* TASK BRIEF *
Could you filter the material and copy every line where the word "handle" occurs?

* SUPPLIED RECORDS *
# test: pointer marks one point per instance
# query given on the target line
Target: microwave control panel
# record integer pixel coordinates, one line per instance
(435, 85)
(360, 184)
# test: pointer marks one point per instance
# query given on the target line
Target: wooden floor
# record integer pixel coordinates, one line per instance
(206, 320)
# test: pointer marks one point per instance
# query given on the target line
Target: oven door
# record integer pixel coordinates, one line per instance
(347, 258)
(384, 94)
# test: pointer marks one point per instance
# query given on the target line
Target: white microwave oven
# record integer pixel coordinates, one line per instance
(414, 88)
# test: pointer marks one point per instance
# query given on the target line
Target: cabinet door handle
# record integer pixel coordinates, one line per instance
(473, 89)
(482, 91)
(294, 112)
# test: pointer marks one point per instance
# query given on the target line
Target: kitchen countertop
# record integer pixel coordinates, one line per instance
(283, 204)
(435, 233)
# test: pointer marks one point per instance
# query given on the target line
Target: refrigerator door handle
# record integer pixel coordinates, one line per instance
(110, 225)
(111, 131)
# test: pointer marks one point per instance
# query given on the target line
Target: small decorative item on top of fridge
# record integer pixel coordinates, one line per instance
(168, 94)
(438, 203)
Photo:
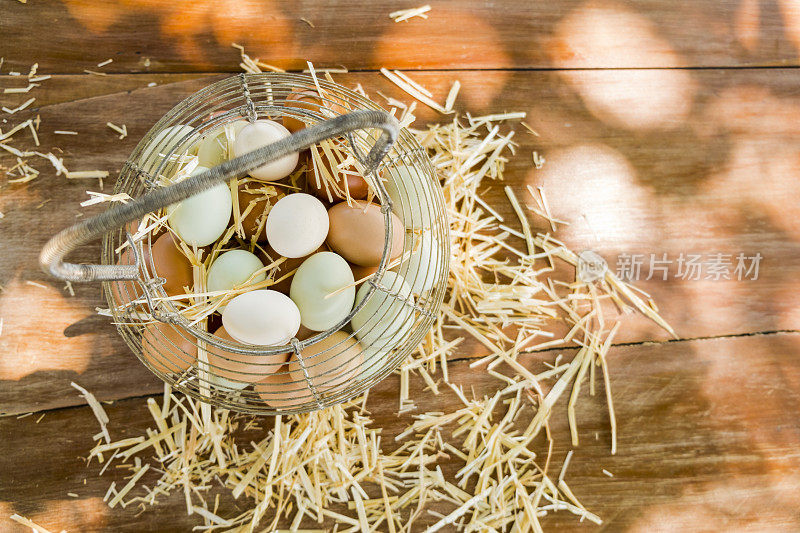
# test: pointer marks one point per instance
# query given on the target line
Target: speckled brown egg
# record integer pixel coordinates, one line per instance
--
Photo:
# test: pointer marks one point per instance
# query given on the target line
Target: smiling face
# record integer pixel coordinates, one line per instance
--
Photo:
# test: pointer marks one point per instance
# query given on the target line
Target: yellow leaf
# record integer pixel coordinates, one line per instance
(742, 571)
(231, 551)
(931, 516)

* ANSWER BELOW *
Target: cabinet door handle
Target: refrigerator door handle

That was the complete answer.